# [Aim of the task]
Rewrite every entry below, changing "Back side" to "Reverse" and leaving all other text as it is. Omit the pictures from your answer.

# [Records for processing]

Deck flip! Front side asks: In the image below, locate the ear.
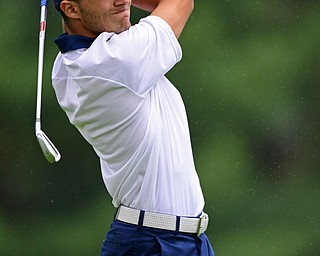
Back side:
[60,0,80,19]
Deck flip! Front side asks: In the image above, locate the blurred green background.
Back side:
[0,0,320,256]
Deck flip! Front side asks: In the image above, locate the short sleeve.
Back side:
[73,16,182,96]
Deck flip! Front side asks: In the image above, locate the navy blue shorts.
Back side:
[101,220,214,256]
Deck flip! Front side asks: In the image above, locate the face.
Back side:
[79,0,131,35]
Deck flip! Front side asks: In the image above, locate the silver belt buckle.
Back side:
[197,212,209,236]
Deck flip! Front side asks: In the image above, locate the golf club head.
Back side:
[36,130,61,163]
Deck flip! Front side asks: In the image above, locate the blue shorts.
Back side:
[101,220,214,256]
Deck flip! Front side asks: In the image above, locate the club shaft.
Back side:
[36,4,47,129]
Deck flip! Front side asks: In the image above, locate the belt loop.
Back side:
[113,205,121,221]
[175,216,181,233]
[138,210,145,227]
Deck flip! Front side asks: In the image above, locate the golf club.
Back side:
[35,0,61,163]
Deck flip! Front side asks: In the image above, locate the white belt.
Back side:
[116,205,209,236]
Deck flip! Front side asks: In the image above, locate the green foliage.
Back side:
[0,0,320,256]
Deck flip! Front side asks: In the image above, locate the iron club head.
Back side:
[36,129,61,163]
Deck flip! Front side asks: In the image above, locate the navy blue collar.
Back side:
[54,33,95,53]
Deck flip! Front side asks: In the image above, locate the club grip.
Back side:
[40,0,48,7]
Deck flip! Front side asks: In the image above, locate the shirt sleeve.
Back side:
[75,16,182,96]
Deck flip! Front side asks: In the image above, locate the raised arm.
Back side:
[132,0,194,38]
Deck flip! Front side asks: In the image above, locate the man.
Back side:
[52,0,214,256]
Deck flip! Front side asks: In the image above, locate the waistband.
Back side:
[115,205,209,236]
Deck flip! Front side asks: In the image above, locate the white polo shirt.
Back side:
[52,16,204,216]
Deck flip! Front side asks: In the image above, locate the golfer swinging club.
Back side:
[52,0,214,256]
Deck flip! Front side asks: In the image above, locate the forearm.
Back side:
[132,0,161,12]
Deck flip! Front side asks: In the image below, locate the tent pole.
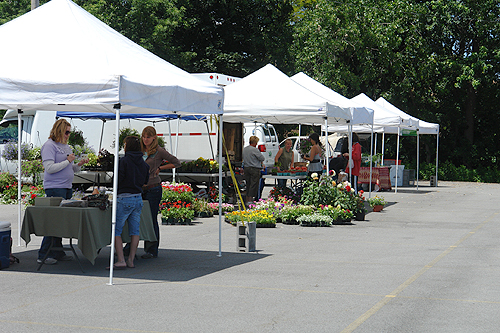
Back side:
[97,119,106,154]
[368,118,376,198]
[107,103,121,286]
[394,123,401,193]
[172,117,181,183]
[417,127,420,191]
[380,132,385,166]
[17,109,23,246]
[348,123,354,183]
[218,115,224,257]
[436,125,439,187]
[205,119,215,160]
[168,120,174,152]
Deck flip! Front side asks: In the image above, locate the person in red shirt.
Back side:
[342,133,361,193]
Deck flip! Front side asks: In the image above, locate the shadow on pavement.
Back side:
[3,247,269,282]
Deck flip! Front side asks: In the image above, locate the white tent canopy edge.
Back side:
[0,0,223,284]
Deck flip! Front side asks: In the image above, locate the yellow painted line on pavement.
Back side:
[341,213,498,333]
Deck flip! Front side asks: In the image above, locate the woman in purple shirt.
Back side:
[37,119,88,265]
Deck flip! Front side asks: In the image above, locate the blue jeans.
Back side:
[115,194,142,236]
[278,179,286,187]
[142,185,162,257]
[38,188,73,260]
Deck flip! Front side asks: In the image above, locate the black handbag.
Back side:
[82,194,110,210]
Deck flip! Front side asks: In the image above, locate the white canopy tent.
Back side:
[375,97,439,189]
[291,72,374,195]
[344,93,418,192]
[329,94,439,188]
[291,72,373,125]
[224,64,350,125]
[224,64,362,176]
[0,0,223,284]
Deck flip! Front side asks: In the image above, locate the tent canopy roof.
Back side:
[291,72,373,124]
[0,0,223,114]
[224,64,351,124]
[375,97,439,134]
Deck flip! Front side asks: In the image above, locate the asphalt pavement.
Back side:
[0,182,500,333]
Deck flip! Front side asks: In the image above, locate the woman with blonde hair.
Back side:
[37,118,88,265]
[141,126,181,259]
[302,133,323,176]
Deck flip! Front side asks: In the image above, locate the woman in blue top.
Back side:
[302,133,323,176]
[114,136,149,269]
[37,119,88,265]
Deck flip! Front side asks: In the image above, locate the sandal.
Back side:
[106,264,127,271]
[9,254,19,265]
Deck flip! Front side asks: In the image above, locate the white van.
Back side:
[243,123,280,167]
[280,134,347,162]
[0,110,217,173]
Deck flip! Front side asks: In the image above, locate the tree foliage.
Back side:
[175,0,293,77]
[0,0,500,168]
[293,0,500,165]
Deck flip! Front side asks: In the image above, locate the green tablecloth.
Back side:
[21,201,156,264]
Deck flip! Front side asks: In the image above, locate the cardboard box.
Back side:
[35,197,63,206]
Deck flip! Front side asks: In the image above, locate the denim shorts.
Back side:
[115,194,142,236]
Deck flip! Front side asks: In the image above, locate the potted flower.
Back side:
[279,205,314,224]
[368,195,387,212]
[354,190,366,221]
[225,209,276,228]
[161,202,194,224]
[335,207,354,224]
[297,212,333,227]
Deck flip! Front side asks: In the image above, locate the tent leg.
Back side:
[108,103,121,286]
[17,109,23,246]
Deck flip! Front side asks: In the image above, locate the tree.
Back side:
[293,0,500,165]
[175,0,293,77]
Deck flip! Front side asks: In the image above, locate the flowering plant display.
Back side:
[161,182,194,203]
[161,201,194,219]
[2,141,32,161]
[297,212,333,227]
[278,205,314,224]
[22,185,45,206]
[320,205,354,221]
[0,172,17,193]
[300,173,338,207]
[208,202,234,214]
[337,207,354,221]
[269,186,300,202]
[208,185,227,202]
[368,195,387,208]
[297,138,312,155]
[226,209,276,225]
[21,160,45,185]
[83,153,98,168]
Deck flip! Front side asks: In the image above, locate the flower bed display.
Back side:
[225,209,276,228]
[297,212,333,227]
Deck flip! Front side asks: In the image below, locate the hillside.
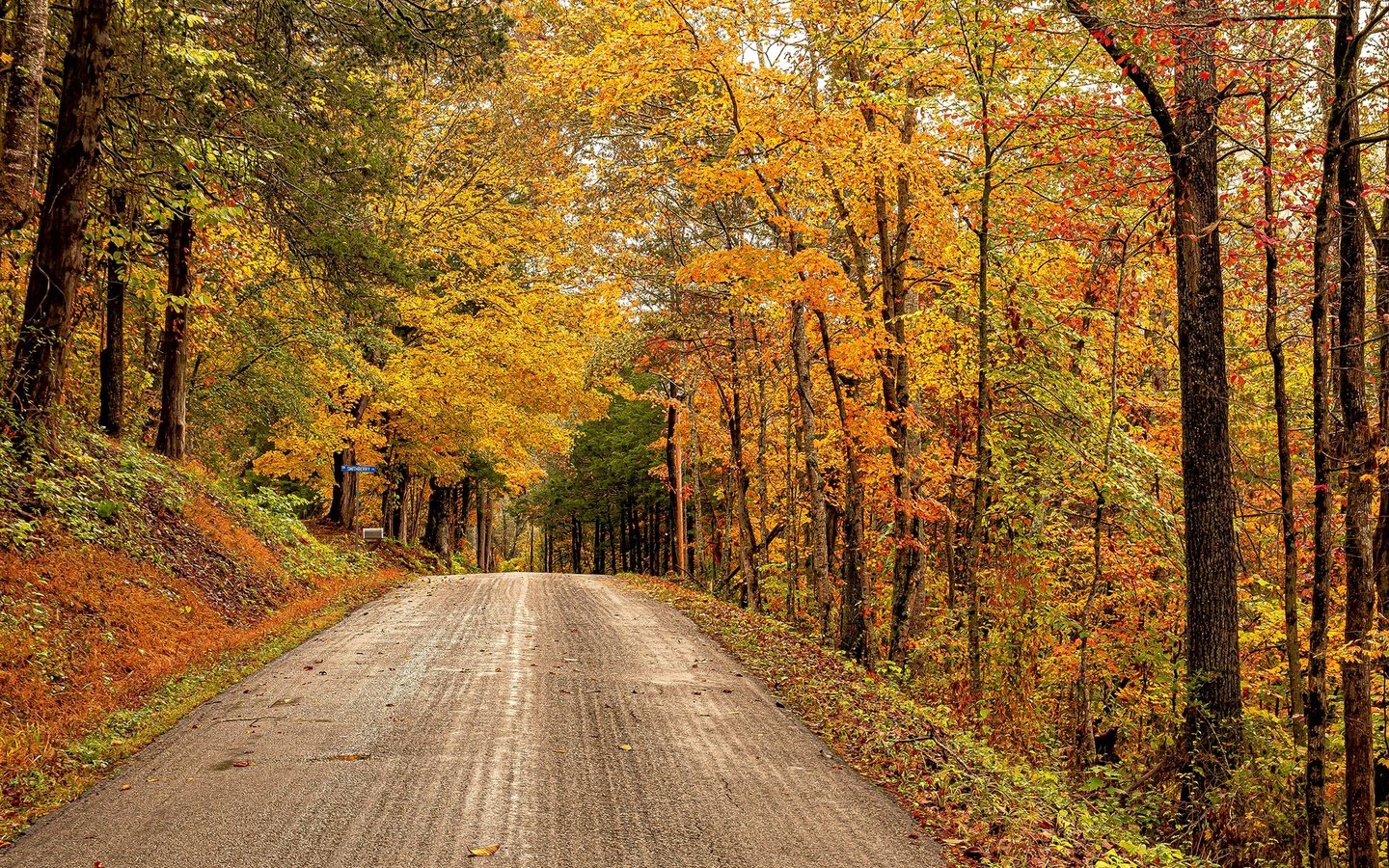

# [Reply to the exercise]
Deck flip! Front side asks: In the image below, locate the ear.
Reverse:
[60,0,80,19]
Deck flip! Front side asks: In the image above, locate the blurred green background.
Reverse:
[0,0,320,256]
Deck flip! Front side asks: In the image above, locate the short sleeve.
Reverse:
[73,16,182,96]
Deck flip! Front side asks: In the image above, locate the navy blue shorts.
Reverse:
[101,220,214,256]
Deck flip! Front side asks: In the image above, locate the face.
Reverse:
[79,0,131,35]
Deck flip! Front side asks: In the image above, locate the silver belt buckle.
Reverse:
[197,212,209,236]
Deck flip! Front side asks: In the image above, locate the golf club head.
Reverse:
[36,130,61,163]
Deck flip! Front side asks: In the image above, locate the blue shorts.
Reverse:
[101,220,214,256]
Deck flip! Front side asks: In the image above, locate the club shaft.
Reverse:
[36,4,47,129]
Deck flip! Front side asks: In the image above, locate the belt loop.
Reverse:
[113,205,121,221]
[175,216,181,233]
[138,210,145,227]
Deck flip! Front side asks: In the image above, locate the golf club.
Reverse:
[35,0,61,163]
Deck flip! Front side asks: In the image above, locate the white belt.
Reverse:
[116,205,209,236]
Deck flip! Front side asks: In the image above, locate the green foliage.
Reverse:
[0,0,320,256]
Deck flip! Front side asks: In the image above, locate the iron club head.
Reverse:
[36,129,61,163]
Deck flip! Front side asks: In the image above, locate the navy blue collar.
Reverse:
[54,33,95,53]
Deck flip! Front side asks: In the image above, locate the club grip.
Reverse:
[40,0,48,7]
Deck flip! Front side asks: In the image above, locate the shirt sleeve.
Reverse:
[75,16,182,96]
Deck flip! Front side asks: In the image above, locate the raised arm.
Reverse:
[132,0,194,38]
Deck flip! Front side asks: In the image above, locate the man.
Reverse:
[52,0,214,256]
Deck flip! Front side asks: In the image above, locate the waistband.
Reverse:
[115,205,209,236]
Deck flip! Front side asks: In the image above, locate the white polo shirt.
Reverse:
[52,16,204,216]
Deck flip! Front side asks: In the image above, locate the golfer swinging club.
Reverse:
[52,0,214,256]
Deck flip! Front side asks: In the image above, locate the forearm.
Reverse:
[132,0,161,12]
Deck flip! Front side asks: In the image below, locate the tent pole.
Reverse:
[97,119,106,154]
[368,118,376,198]
[107,103,121,286]
[394,123,401,193]
[172,117,181,183]
[417,127,420,191]
[380,132,385,166]
[17,109,23,246]
[348,123,354,183]
[218,115,224,257]
[436,125,439,187]
[205,119,215,160]
[168,120,174,152]
Deck flip! Front side asks: In the image above, locate the person in red shirt.
Reverse:
[342,133,361,193]
Deck flip! Front side asks: In the image above, locate the shadow on pavement.
Reverse:
[3,247,269,282]
Deck flip! Front side asks: In the image above, locate the white tent canopy edge.
Reverse:
[0,0,223,284]
Deck flip! Front side asks: In the image above, locate the yellow painted line on pavement.
Reverse:
[341,213,498,333]
Deck flip! Front side asks: In the image above, locate the woman in purple shirt.
Reverse:
[37,119,88,265]
Deck flip! Front side asks: In the image above, locate the blue jeans.
Reverse:
[115,194,142,236]
[278,179,286,187]
[142,185,162,257]
[38,188,73,260]
Deck flip! Front side asks: In the image above, locate the black handbag.
Reverse:
[82,194,110,210]
Deck flip! Front side asks: In the image above, locate the white canopy tent.
Reverse:
[375,97,439,189]
[291,72,374,195]
[344,93,418,192]
[329,94,439,188]
[291,72,373,125]
[224,64,350,125]
[224,64,362,176]
[0,0,223,284]
Deck flip! Front side asks: In the image above, locate the tent canopy roof.
Reverse:
[291,72,373,124]
[0,0,223,114]
[224,64,351,124]
[375,97,439,134]
Deck flip! Front side asks: In the image above, locate the asphalt pavement.
Reverse:
[0,182,500,333]
Deck flip! Front side asks: In the image above, locate the woman with blonde hair.
Reverse:
[37,118,88,265]
[141,126,181,259]
[302,133,323,176]
Deck flip! Front side asks: In the image above, locate the woman in blue top.
Reverse:
[302,133,323,176]
[114,136,149,269]
[37,119,88,265]
Deck flip! Front side asks: In the image above, locate the sandal.
Reverse:
[106,264,127,271]
[9,254,19,265]
Deck flip! Front side asks: In the image above, locate the white van.
Reverse:
[243,123,280,167]
[280,134,347,162]
[0,110,217,173]
Deck flip! Front side asks: In the image above, locate the tree foliage.
Reverse:
[175,0,293,77]
[0,0,500,168]
[293,0,500,165]
Deck flip! Front side asks: In the image above, locate the green tablecloth.
Reverse:
[21,201,156,264]
Deck flip! Front side asks: In the image above, locate the cardboard box.
Reverse:
[35,197,63,206]
Deck flip! Front side asks: In the image above, locate the denim shorts.
Reverse:
[115,194,142,236]
Deck flip! Front side asks: In the image above, locate the potted flower.
Reverse:
[279,205,314,224]
[368,195,387,212]
[354,190,366,221]
[225,209,276,228]
[161,202,194,224]
[335,207,354,224]
[297,212,333,227]
Deck flip! Front side asks: In the image above, locate the tent leg.
Reverse:
[108,103,121,286]
[17,109,23,246]
Deck flip! Front side asks: In the image above, locate the tree.
Reverse:
[293,0,500,165]
[175,0,293,77]
Deck flip! Front side asks: In the image above, locate the flowering plant display.
Reverse:
[161,182,194,203]
[161,201,194,219]
[2,141,32,161]
[297,212,333,227]
[278,205,314,224]
[22,185,45,206]
[320,205,354,221]
[0,172,17,193]
[300,173,338,207]
[208,202,234,214]
[337,207,354,221]
[269,186,300,202]
[208,185,227,202]
[368,195,387,208]
[297,138,312,155]
[226,209,276,225]
[21,160,45,185]
[83,153,98,168]
Deck flip! Front side asks: In the image above, locate the flower bed display.
Reverse:
[225,209,276,228]
[297,212,333,227]
Deck flip! Front side asks: In the image below, locate the hillside.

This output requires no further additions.